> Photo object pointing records
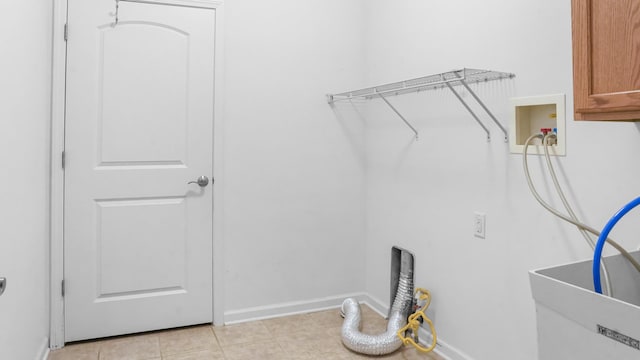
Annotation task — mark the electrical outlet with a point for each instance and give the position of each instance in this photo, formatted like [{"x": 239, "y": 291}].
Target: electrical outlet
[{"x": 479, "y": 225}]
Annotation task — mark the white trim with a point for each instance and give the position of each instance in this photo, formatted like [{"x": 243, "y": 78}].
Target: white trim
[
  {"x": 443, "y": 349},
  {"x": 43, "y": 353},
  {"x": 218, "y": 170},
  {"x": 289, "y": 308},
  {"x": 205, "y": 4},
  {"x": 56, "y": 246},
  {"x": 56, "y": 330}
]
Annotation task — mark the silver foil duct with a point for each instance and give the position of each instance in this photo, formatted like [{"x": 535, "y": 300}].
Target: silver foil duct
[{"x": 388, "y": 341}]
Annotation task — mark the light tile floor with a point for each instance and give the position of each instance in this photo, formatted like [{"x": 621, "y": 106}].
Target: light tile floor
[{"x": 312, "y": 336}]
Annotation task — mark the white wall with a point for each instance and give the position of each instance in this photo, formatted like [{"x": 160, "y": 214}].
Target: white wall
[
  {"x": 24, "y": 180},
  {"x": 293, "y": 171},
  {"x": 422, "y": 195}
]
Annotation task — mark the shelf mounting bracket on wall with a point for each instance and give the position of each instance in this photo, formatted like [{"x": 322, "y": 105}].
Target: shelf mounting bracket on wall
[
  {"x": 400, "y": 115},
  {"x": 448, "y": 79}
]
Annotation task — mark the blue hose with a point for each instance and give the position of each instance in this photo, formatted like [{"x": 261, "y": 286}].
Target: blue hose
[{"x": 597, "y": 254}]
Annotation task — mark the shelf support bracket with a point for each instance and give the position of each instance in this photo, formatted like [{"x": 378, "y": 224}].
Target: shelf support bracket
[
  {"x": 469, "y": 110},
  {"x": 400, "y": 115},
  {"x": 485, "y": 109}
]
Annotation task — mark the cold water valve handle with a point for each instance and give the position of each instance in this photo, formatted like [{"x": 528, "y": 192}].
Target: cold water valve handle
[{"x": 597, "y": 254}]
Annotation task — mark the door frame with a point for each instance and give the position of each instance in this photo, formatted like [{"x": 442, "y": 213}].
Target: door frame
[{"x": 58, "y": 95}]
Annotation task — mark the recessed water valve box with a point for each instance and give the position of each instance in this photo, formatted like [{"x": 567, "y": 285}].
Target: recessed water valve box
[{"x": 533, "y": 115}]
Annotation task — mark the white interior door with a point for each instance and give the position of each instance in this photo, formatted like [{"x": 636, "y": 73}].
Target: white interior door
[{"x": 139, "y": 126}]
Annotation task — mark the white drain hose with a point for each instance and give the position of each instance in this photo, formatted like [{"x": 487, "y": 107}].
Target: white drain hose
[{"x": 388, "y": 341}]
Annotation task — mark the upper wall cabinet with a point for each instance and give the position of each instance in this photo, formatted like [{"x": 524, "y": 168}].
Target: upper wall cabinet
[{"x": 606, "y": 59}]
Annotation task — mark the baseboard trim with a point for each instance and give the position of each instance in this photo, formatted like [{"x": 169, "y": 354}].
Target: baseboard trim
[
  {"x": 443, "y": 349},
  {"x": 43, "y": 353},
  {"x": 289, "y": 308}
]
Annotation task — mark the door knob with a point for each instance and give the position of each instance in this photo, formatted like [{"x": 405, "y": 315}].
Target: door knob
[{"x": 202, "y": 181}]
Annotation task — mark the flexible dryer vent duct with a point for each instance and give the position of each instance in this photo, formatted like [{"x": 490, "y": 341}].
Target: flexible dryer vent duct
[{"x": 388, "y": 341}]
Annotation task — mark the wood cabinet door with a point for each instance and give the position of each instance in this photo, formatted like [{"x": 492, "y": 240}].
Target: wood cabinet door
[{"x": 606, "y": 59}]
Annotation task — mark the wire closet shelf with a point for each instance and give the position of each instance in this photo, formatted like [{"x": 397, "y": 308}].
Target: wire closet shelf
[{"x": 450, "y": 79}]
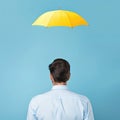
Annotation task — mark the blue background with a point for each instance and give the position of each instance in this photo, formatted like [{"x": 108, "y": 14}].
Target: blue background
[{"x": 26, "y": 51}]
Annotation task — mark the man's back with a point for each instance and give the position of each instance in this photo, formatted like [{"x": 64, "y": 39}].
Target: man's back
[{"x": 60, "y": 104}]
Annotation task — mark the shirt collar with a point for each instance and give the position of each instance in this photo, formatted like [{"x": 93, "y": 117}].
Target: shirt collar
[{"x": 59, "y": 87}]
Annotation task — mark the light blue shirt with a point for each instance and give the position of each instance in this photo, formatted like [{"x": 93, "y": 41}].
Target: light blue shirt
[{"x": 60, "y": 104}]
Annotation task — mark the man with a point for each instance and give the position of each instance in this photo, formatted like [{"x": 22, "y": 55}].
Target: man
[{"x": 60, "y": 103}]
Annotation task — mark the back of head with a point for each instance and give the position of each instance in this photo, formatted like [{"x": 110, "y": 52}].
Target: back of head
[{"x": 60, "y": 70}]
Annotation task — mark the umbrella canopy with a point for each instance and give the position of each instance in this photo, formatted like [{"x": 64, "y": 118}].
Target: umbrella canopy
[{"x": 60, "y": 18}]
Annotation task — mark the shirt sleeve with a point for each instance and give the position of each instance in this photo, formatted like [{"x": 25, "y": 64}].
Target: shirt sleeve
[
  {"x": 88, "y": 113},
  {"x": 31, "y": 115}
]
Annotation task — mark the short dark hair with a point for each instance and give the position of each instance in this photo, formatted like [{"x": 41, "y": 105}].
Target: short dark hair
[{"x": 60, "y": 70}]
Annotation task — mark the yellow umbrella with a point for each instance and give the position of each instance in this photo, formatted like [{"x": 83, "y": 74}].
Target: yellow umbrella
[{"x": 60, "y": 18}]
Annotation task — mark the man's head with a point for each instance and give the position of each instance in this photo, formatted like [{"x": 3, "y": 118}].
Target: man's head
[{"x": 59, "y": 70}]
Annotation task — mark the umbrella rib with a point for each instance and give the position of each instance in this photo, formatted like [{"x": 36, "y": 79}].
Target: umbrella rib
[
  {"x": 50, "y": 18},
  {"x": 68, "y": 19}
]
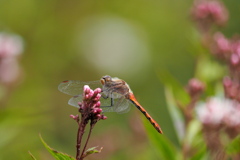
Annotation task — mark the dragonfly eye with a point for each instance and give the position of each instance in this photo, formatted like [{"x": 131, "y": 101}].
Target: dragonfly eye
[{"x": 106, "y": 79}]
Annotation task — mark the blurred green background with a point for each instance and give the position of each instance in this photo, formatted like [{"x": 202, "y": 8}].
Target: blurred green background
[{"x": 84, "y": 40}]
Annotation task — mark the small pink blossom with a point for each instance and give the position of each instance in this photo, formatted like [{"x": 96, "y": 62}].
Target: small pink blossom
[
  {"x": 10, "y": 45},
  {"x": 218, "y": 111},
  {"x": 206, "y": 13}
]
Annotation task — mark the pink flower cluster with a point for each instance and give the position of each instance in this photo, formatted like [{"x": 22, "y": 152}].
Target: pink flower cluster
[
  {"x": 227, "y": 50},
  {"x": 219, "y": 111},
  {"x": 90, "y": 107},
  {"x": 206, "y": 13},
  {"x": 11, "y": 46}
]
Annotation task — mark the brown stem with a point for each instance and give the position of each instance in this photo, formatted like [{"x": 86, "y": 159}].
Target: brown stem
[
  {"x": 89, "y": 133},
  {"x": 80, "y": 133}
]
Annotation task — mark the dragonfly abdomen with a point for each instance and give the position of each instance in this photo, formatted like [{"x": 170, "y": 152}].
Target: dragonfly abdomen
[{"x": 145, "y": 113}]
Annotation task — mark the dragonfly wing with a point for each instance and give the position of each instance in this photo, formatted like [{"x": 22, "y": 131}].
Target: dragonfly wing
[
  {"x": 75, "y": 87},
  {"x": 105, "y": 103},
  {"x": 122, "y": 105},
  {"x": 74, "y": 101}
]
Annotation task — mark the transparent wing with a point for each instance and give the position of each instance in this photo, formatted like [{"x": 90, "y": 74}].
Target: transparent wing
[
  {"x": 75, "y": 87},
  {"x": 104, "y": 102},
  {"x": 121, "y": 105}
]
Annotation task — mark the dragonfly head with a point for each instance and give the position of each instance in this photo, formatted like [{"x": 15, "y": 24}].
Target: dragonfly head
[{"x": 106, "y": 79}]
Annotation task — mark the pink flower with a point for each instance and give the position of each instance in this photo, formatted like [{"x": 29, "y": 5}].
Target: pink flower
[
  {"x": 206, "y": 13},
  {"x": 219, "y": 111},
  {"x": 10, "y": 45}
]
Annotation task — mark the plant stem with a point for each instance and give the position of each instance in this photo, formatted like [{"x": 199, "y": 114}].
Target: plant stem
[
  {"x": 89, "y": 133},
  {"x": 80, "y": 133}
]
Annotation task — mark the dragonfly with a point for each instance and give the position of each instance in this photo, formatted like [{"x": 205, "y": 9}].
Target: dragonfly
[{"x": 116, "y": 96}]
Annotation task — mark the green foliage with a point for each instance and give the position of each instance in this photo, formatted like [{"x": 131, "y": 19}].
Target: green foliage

> DO THIS
Locate the line that contains "Annotation task — mark the dragonfly wing", then please quote it and every line after it to the end of the entries above, exactly and with nothing else.

> RESPONSE TO THIS TASK
Annotation task — mark the dragonfly wing with a point for each instance and give the position of each instance in this photo, formatted like [{"x": 22, "y": 131}].
Target: dragonfly wing
[
  {"x": 75, "y": 87},
  {"x": 105, "y": 103},
  {"x": 122, "y": 105},
  {"x": 74, "y": 101}
]
Annotation task — mark the transparent wing with a point for each instance and give the position of each instance in this photo, formatted like [{"x": 90, "y": 74}].
Target: transparent wing
[
  {"x": 75, "y": 87},
  {"x": 104, "y": 102},
  {"x": 121, "y": 105}
]
Annotation task — mark the dragonfly head with a point for each instance and give the position of each instance in this photo, formatted like [{"x": 15, "y": 24}].
Target: dragonfly head
[{"x": 106, "y": 79}]
Annotation task — mark the pink flower with a point for each instance and give the position of each instance in this photo, formatted like [{"x": 29, "y": 5}].
Target: pink flower
[
  {"x": 206, "y": 13},
  {"x": 219, "y": 111},
  {"x": 10, "y": 45}
]
Annotation task — mark the plant stem with a point for each instance and give the position of each instance in this photo, formatted like [{"x": 199, "y": 114}].
Target: plant stem
[
  {"x": 89, "y": 133},
  {"x": 80, "y": 133}
]
Annotation task — mark the dragonfly with a point for each instance and give the position of each instance in this photo, formatted like [{"x": 205, "y": 9}].
Target: dragonfly
[{"x": 116, "y": 96}]
Annotation task — mark the green foliage with a point for each instance and give the position of each instance in this photo, formatted like [{"x": 131, "y": 19}].
Target: green foliage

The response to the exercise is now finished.